_Exercise aim_. All of the data is to be copied without a single change.

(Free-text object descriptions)
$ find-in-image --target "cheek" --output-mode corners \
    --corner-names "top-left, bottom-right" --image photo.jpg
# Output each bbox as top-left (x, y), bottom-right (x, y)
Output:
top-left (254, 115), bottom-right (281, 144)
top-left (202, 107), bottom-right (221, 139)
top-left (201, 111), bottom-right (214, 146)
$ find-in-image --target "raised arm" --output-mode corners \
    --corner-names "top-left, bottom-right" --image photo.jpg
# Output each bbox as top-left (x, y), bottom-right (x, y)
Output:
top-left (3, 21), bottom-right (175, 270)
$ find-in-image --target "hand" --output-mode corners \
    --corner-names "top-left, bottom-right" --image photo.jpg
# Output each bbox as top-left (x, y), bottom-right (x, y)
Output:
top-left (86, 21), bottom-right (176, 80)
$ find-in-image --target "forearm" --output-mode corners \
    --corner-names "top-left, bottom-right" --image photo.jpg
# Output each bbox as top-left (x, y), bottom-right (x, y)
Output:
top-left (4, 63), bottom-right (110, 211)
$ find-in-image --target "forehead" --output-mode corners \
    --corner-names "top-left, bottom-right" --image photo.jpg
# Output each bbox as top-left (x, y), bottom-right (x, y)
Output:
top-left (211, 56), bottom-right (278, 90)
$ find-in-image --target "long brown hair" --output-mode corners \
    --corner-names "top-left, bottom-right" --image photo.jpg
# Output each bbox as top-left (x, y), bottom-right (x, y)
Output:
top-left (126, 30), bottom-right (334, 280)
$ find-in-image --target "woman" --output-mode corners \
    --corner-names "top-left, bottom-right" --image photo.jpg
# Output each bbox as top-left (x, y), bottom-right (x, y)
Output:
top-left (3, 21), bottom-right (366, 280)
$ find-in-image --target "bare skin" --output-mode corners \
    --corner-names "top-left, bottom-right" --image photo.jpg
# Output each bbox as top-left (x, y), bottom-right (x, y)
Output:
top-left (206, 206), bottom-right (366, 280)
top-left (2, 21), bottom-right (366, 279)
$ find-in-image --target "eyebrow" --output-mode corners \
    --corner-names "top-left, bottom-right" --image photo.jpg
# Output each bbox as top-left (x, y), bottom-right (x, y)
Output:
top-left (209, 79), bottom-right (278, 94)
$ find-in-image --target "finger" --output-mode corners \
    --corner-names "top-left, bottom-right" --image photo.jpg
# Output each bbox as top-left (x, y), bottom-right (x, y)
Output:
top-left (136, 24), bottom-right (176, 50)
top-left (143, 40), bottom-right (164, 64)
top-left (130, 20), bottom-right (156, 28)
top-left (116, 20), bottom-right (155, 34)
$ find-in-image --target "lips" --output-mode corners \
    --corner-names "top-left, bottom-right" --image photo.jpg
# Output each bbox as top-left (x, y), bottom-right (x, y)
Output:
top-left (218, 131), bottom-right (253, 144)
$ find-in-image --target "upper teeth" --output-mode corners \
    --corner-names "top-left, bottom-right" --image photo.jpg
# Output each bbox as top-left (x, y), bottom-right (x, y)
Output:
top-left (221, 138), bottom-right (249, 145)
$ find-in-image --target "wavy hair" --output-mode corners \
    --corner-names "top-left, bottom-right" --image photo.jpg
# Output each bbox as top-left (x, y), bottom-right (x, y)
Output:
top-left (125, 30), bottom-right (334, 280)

_Output below_.
$ find-in-image --target "cheek" --output-mode corners \
    --corner-names "top-left, bottom-right" --image photo.jpg
# Output each bbox as top-left (x, y), bottom-right (x, y)
Output:
top-left (254, 115), bottom-right (281, 144)
top-left (202, 107), bottom-right (221, 139)
top-left (201, 111), bottom-right (214, 146)
$ find-in-image --target "raised arm" --output-mode corners \
    --corner-names "top-left, bottom-right" --image photo.jpg
# Output each bbox as top-left (x, y), bottom-right (x, y)
Output:
top-left (3, 21), bottom-right (175, 270)
$ find-in-image --target "hand" --output-mode corners \
    --corner-names "top-left, bottom-right" --image photo.jpg
# Output each bbox as top-left (x, y), bottom-right (x, y)
Output:
top-left (86, 21), bottom-right (176, 80)
$ find-in-image --target "forearm" --output-mode corners \
    --corner-names "top-left, bottom-right" --image photo.jpg
# Output each bbox as top-left (x, y), bottom-right (x, y)
Output:
top-left (4, 63), bottom-right (110, 211)
$ find-in-image --target "forehead" --output-mode corners \
    --corner-names "top-left, bottom-right" --image photo.jpg
# Output each bbox as top-left (x, y), bottom-right (x, y)
Output:
top-left (211, 56), bottom-right (278, 90)
$ find-in-image --target "long brown hair" --output-mode corners \
    --corner-names "top-left, bottom-right" --image photo.jpg
# Output each bbox as top-left (x, y), bottom-right (x, y)
Output:
top-left (126, 30), bottom-right (334, 280)
$ find-in-image --target "woman" --output-mode corners \
    --corner-names "top-left, bottom-right" --image photo.jpg
# Output each bbox as top-left (x, y), bottom-right (x, y)
Output:
top-left (3, 21), bottom-right (366, 280)
$ find-in-image --target "bare skin" --output-mode corners \
    --corner-names "top-left, bottom-right" --image photo.jpg
# Output each bbox as top-left (x, y), bottom-right (x, y)
Output:
top-left (206, 206), bottom-right (366, 280)
top-left (2, 21), bottom-right (366, 279)
$ find-in-image --target "eyebrow" --output-mode corners \
    --corner-names "top-left, bottom-right" --image photo.jpg
# Output each bbox as top-left (x, y), bottom-right (x, y)
Output:
top-left (209, 79), bottom-right (278, 94)
$ find-in-image --target "finger" --output-mode corners \
    --corner-names "top-left, bottom-right" --image photo.jpg
# Output each bbox as top-left (x, y), bottom-right (x, y)
Output:
top-left (136, 24), bottom-right (176, 50)
top-left (143, 40), bottom-right (164, 64)
top-left (130, 20), bottom-right (156, 28)
top-left (116, 20), bottom-right (155, 34)
$ find-in-image --target "lips" --output-mode corners \
    --corner-names "top-left, bottom-right" --image photo.jpg
# Output each bbox as top-left (x, y), bottom-right (x, y)
Output:
top-left (218, 131), bottom-right (253, 144)
$ find-in-image --target "upper teeth" --output-mode corners \
    --corner-names "top-left, bottom-right" --image photo.jpg
# Output each bbox as top-left (x, y), bottom-right (x, y)
Output:
top-left (221, 138), bottom-right (249, 145)
$ find-in-image --target "wavy hair" --output-mode corners \
    --corner-names "top-left, bottom-right" --image photo.jpg
# Output each bbox as top-left (x, y), bottom-right (x, y)
Output:
top-left (125, 30), bottom-right (334, 280)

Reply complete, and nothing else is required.